Region pointing data

::::::::

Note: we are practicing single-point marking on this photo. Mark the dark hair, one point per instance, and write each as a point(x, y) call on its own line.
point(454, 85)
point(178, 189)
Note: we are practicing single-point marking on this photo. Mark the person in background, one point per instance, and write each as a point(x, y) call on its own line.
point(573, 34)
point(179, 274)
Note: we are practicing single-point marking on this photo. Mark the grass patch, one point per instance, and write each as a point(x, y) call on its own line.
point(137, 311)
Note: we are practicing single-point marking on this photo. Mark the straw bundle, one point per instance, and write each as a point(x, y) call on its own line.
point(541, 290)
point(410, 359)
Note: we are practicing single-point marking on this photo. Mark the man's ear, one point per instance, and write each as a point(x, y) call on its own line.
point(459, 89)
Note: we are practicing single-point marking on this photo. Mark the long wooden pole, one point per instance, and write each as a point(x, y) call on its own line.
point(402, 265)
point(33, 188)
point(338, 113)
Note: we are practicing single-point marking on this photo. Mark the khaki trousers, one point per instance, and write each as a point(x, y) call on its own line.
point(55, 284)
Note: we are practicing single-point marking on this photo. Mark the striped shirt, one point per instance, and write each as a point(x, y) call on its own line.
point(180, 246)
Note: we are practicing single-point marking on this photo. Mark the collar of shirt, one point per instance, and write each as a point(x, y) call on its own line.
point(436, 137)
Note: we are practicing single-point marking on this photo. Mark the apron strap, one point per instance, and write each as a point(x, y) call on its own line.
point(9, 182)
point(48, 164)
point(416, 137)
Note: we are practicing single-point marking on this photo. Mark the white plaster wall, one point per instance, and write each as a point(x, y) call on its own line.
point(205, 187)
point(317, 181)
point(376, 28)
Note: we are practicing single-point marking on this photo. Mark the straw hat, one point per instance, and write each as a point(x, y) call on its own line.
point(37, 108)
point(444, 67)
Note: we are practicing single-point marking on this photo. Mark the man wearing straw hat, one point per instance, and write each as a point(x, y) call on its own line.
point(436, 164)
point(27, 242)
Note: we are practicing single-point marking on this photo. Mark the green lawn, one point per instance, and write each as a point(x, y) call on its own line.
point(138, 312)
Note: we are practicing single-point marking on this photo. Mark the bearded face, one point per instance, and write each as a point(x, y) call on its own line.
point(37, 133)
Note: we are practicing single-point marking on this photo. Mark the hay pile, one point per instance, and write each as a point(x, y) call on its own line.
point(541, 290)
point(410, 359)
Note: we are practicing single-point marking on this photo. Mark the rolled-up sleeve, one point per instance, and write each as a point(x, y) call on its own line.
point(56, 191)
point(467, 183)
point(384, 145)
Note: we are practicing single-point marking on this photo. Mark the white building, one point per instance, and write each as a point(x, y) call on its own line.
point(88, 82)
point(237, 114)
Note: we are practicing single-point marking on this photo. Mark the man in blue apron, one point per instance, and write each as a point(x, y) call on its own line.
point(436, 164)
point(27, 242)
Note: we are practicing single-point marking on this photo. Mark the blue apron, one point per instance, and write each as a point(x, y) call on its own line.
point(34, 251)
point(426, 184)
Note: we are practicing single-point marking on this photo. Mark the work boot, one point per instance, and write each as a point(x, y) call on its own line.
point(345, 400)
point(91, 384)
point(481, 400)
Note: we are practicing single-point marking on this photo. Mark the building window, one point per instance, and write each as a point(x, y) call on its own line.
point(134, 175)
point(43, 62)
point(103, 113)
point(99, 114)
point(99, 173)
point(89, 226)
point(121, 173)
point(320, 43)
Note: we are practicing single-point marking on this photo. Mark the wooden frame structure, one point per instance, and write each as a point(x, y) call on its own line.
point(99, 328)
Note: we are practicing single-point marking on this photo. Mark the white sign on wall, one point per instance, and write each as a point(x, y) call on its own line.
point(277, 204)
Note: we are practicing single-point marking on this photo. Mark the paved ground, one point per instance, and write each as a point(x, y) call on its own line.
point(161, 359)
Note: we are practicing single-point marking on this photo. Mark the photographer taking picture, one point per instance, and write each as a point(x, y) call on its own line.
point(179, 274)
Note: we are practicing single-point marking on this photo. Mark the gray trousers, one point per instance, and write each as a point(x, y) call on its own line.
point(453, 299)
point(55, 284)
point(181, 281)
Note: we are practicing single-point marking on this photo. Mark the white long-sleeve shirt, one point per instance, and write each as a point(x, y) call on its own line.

::::::::

I'd like all of the entries written out again exactly as they appear above.

Note: we are practicing single-point marking on this photo. Mark the dark hair, one point per instance, and write each as a point(x, y) call on its own line.
point(454, 85)
point(178, 189)
Note: we are practicing single-point marking on this photo. Mark the person in background, one point per instance, and write each as a point(x, y) call on its own line.
point(573, 34)
point(179, 274)
Note: we are practicing single-point marking on this photo. Mark the grass patch, one point per instance, and write each as a point(x, y) call on its own line.
point(137, 311)
Note: we are practicing single-point marking on this photo. Mark the straw bundle, one point per instance, and write each as a point(x, y) call on its own line.
point(541, 290)
point(410, 359)
Note: we are practicing single-point marking on this photo. Mark the man's ear, one point per instance, and write each as a point(x, y) call on its own line.
point(459, 89)
Note: we are practicing single-point marking on this photo. Mark the long wooden pole, one point per instance, and write each as a point(x, y) call on its own line.
point(402, 265)
point(33, 188)
point(338, 113)
Note: we are practicing single-point marking on this photo. Mark the khaki trousers, one point per instance, and write each as a point(x, y) call on its own line.
point(55, 284)
Note: we are practicing single-point marking on this photo. Mark the striped shirt, one point per instance, and write each as a point(x, y) call on its own line.
point(180, 246)
Note: we are practicing single-point marking on this photo. Mark the collar of shirt, one point per instance, and write each as a point(x, y) call on its own line.
point(436, 137)
Note: we are practicing single-point marking on this photo. Mark the apron strap, one point per instance, and write each as a point(x, y) call on its own line.
point(9, 182)
point(48, 164)
point(416, 137)
Note: we are practicing single-point marking on this photo. Mark the white plaster wall, one point per instance, and write each as a point(x, y) call on its own line.
point(205, 187)
point(317, 181)
point(376, 28)
Note: we are practicing single-point marking on this photo. Mark the straw hat, one point per instance, and write each as a point(x, y) call on its own line.
point(37, 108)
point(444, 67)
Note: we are practicing single-point marking on this photo. Mark the man wearing straw hat, one point per instance, and write each as a point(x, y) call on its own line.
point(436, 164)
point(27, 242)
Note: we are practicing single-point marking on this photo. Mark the green lawn, one point per instance, and write each as a point(x, y) call on its own line.
point(138, 312)
Note: we are practicing single-point marking on this photo. Mark the bearded face, one point per instance, and write each as a point(x, y) call on its own line.
point(37, 133)
Note: we are practicing single-point marking on this photo. Mark the hay pile, one point per instance, and write each as a point(x, y) call on its own line.
point(541, 290)
point(410, 359)
Note: we are practicing single-point marking on this photo. Mark the rolled-up sleeve, one point per instance, and write each as a point(x, y) call on its own line.
point(56, 191)
point(467, 183)
point(384, 145)
Note: we are practicing single-point marking on this photo. Mark the white building, one point per instance, and write each as a point(x, y) call on its own line.
point(88, 82)
point(237, 114)
Note: we are practicing single-point marking on this photo. Mark the man in blue apron, one point per instance, and write each as a point(x, y) call on its own line.
point(436, 164)
point(27, 242)
Note: we are practicing single-point marking on this photo. Mark the blue apron, one point per instance, and write each as a point(x, y) call on its own line.
point(34, 251)
point(426, 184)
Note: we are practicing single-point marking on this photo. Mark the work boot, one point per instance, and write each as a point(x, y) call on its own line.
point(345, 400)
point(91, 384)
point(481, 400)
Note: we are practicing single-point marking on this photo. Mark the building window, one point per instance, and write each as a point(x, y) call on its own line.
point(134, 175)
point(43, 62)
point(103, 113)
point(99, 114)
point(99, 173)
point(89, 226)
point(121, 173)
point(320, 43)
Note: we are practicing single-point marking on this photo. Mark the wooden frame structure, one point per instance, and write each as a point(x, y) call on its own line.
point(99, 328)
Note: we are practicing single-point marking on this photo. Mark the white sign on wall, one point per instance, and write each as a point(x, y) call on its own line.
point(277, 204)
Note: we are practicing single-point marking on this photo. Mark the paved ground, one point per instance, and write each as a point(x, y) call on its own line.
point(161, 359)
Note: we are practicing single-point marking on this photo. Mark the photographer taking picture, one point per instance, and write each as a point(x, y) call on its own line.
point(179, 274)
Note: we are practicing single-point marking on this photo. Mark the gray trousers, one point per instance, and write each as a point(x, y) call on its own line.
point(453, 299)
point(55, 284)
point(181, 281)
Note: we are practicing single-point marking on this photo. Mark the white long-sleeve shirt, one point per instance, and write each as a point(x, y) call on its own line.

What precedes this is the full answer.